◆ **PROBLEM TO WORK ON**
Copy every line of the records that includes the word "each".

◆ **Records excerpted from a collection**
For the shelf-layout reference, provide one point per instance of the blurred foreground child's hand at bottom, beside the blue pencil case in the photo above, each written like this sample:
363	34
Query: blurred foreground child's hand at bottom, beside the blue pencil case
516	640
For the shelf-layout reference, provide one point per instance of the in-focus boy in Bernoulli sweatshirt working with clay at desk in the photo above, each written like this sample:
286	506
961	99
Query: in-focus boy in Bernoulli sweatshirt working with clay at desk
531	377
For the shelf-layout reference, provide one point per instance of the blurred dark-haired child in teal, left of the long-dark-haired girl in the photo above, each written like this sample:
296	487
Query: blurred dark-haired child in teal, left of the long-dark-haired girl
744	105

◆ **OUTPUT**
For the shelf-layout reference, provide one point per instance of the blurred foreground child's hand at bottom, beside the blue pencil case in the photo above, each written like this sample:
For the shelf-layout reference, provide one point per instance of the in-focus boy in Bernoulli sweatshirt working with clay at desk in the photo above, each written like this sample:
For the shelf-layout reference, provide one point per instance of the blurred dark-haired child in teal, left of the long-dark-haired girl in the photo above, each written like this sample:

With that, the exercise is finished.